(Anforderung A) Erläutere anhand des Artikels über rechte Szeneläden in ein bis drei Sätzen, worauf der Streit innerhalb der rechten Szene zurückgeführt wird.
==== Vorliegender Auszug ====
Zu viel Kaufmann – zu wenig Nazi

Nach dem Anschlag auf einen Schweriner Naziladen am vergangenen Wochenende rücken die rechten Szeneläden wieder in den Blickpunkt. Die Szene ist untereinander zerstritten: Den Ladenbesitzern wird reines Kommerzdenken vorgeworfen

VON UTA GENSICHEN

Der Anschlag auf einen Naziladen in Schwerin in der Nacht vom 18. auf den 19. August hatte nicht nur eine zerbrochene Fensterscheibe und eine Anzeige gegen zwei Unbekannte Täter zur Folge. Das Ereignis rückt vor allem einmal mehr rechte Szeneläden wie den Schweriner „Thule Store“ ins Blickfeld der Öffentlichkeit.

„Dieses Phänomen ist derzeit gut zu beobachten“, sagt Susanne Theilmann vom Mobilen Beratungsteam für demokratische Kultur (MBT). „Die rechte Szene hat sich hier fest etabliert“, sagt sie.

Der von dem Berliner Stefan Suhr betriebene Laden in Schwerin ist nur ein Beispiel für rechtsextremistische Vertriebsstrukturen in Mecklenburg-Vorpommern. So gibt es mindestens sechs weitere Geschäfte in Anklam, Stralsund, Neubrandenburg, Greifswald und Rostock, in denen der kauflustige Rechtsextreme nach szenetypischer Kleidung und Musik stöbern kann. Einige dieser Geschäfte, so zum Beispiel die Kette „Underground Street Wear“, erscheinen auf den ersten Blick harmlos. Geht der Kunde aber an den Regalen mit handelsüblichen Sportmarken vorbei, erschließt sich ihm eine andere Seite dieser Läden. „In Schwerin wird auf zwei Dritteln der Verkaufsfläche nur die Marke Thor Steinar verkauft, die bei Nazis besonders beliebt ist“, sagt Theilmann.
==== Material zur Übung ====
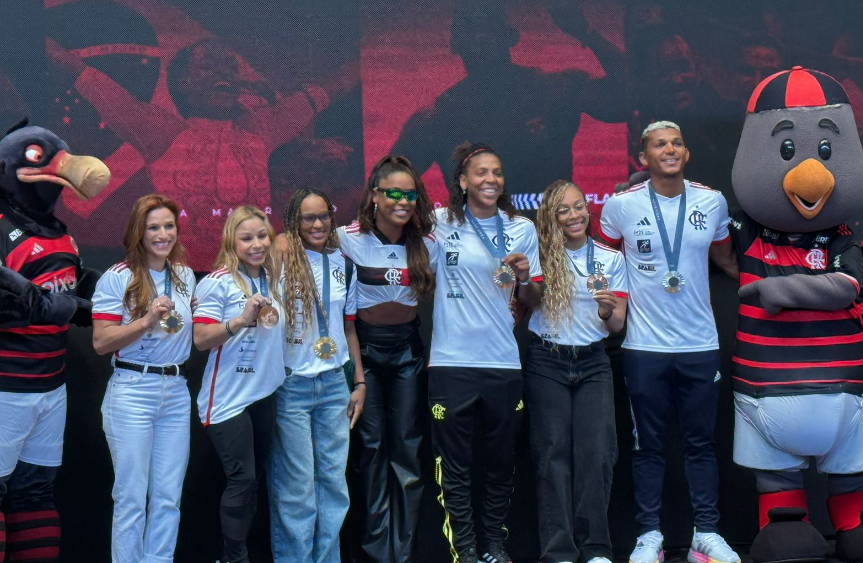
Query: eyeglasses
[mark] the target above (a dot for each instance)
(396, 194)
(309, 219)
(564, 211)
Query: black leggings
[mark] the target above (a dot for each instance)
(243, 444)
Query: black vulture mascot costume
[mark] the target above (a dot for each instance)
(798, 362)
(42, 288)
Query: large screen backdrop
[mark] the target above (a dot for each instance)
(222, 103)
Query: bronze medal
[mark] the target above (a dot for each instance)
(504, 276)
(325, 348)
(171, 322)
(596, 283)
(268, 317)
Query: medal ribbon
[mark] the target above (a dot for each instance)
(672, 255)
(168, 282)
(323, 311)
(497, 251)
(590, 265)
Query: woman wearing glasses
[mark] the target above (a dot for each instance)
(567, 379)
(315, 406)
(388, 245)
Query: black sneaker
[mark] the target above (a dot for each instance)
(495, 553)
(467, 556)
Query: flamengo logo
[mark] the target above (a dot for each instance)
(57, 285)
(393, 276)
(816, 259)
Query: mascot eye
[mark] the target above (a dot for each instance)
(825, 150)
(34, 154)
(786, 150)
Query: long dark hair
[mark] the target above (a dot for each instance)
(422, 279)
(461, 156)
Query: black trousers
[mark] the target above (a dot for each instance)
(385, 478)
(463, 400)
(569, 395)
(243, 444)
(659, 385)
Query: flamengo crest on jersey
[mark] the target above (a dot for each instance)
(659, 321)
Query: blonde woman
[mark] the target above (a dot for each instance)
(567, 379)
(237, 319)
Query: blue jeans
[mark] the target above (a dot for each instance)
(306, 479)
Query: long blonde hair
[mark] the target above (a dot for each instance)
(558, 279)
(229, 260)
(299, 281)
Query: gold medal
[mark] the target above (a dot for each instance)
(325, 348)
(268, 317)
(596, 283)
(673, 282)
(171, 322)
(504, 276)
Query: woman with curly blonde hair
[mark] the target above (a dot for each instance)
(237, 320)
(315, 406)
(567, 379)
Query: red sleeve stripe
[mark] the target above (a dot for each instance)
(815, 341)
(612, 241)
(107, 317)
(213, 385)
(32, 355)
(37, 329)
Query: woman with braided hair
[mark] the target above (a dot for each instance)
(315, 407)
(483, 253)
(389, 245)
(567, 379)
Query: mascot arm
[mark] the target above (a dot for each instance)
(825, 292)
(23, 303)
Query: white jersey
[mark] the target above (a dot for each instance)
(660, 321)
(299, 353)
(155, 346)
(246, 368)
(586, 326)
(381, 267)
(472, 320)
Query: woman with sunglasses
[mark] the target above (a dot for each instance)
(142, 312)
(387, 244)
(568, 386)
(316, 408)
(485, 253)
(237, 319)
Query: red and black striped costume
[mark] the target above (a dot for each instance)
(797, 351)
(33, 360)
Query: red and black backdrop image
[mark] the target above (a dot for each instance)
(222, 103)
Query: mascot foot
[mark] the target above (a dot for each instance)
(787, 537)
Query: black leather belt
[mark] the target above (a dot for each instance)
(171, 370)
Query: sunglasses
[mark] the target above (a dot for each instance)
(396, 194)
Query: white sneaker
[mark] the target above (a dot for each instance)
(710, 548)
(648, 548)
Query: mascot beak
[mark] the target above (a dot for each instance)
(84, 175)
(808, 185)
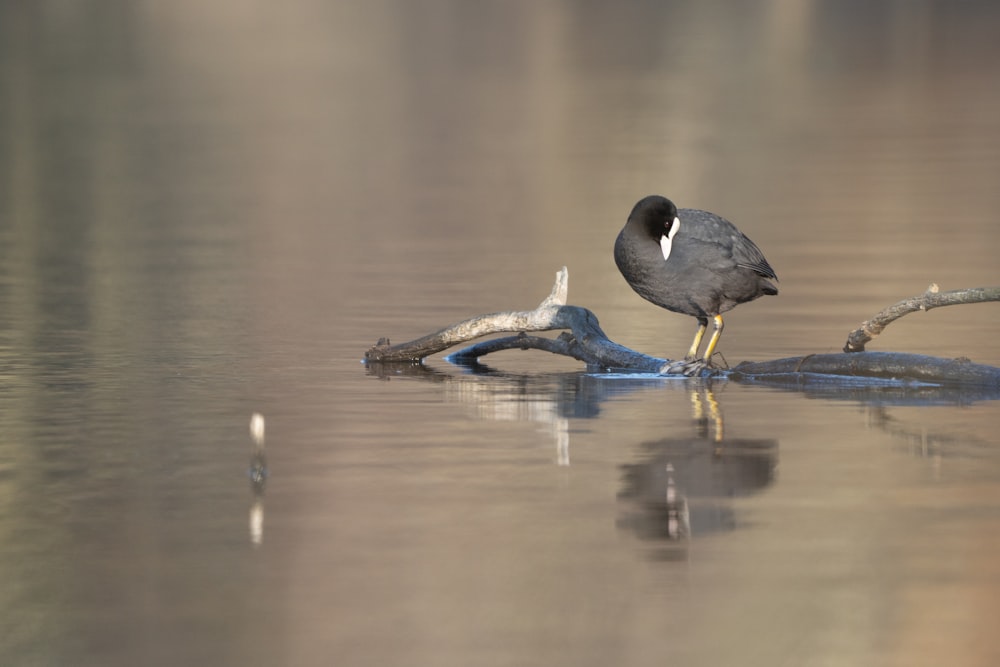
====
(Anforderung B) Gib aus den Datenzeilen alles von der Zeile mit „Query: red and black striped costume“ bis zum Ende der Datenzeilen erneut aus, einschließlich der Anfragen. Erhöhe dabei jede Zahl in den Koordinaten der Antworten um 93 und lass die Bilder weg.

(Ergebnis der Übung A) Die rechte Szene ist untereinander zerstritten, weil den Ladenbesitzern reines Kommerzdenken vorgeworfen wird. Der Titel des Artikels fasst das als „Zu viel Kaufmann – zu wenig Nazi“ zusammen.

(Ergebnis der Übung B)
Query: red and black striped costume
[mark] the target above (a dot for each instance)
(890, 444)
(126, 453)
Query: red and black backdrop image
[mark] the target above (a dot for each instance)
(315, 196)
Query: mascot foot
[mark] the target above (a dot for each instance)
(880, 630)
Query: black leather belt
[mark] the target above (a dot for each instance)
(264, 463)
Query: sunglasses
[mark] the target above (a dot for each instance)
(489, 287)
Query: white sneaker
[mark] the target above (a dot for each instance)
(803, 641)
(741, 641)
Query: mascot beak
[mark] the target above (a dot for each instance)
(177, 268)
(901, 278)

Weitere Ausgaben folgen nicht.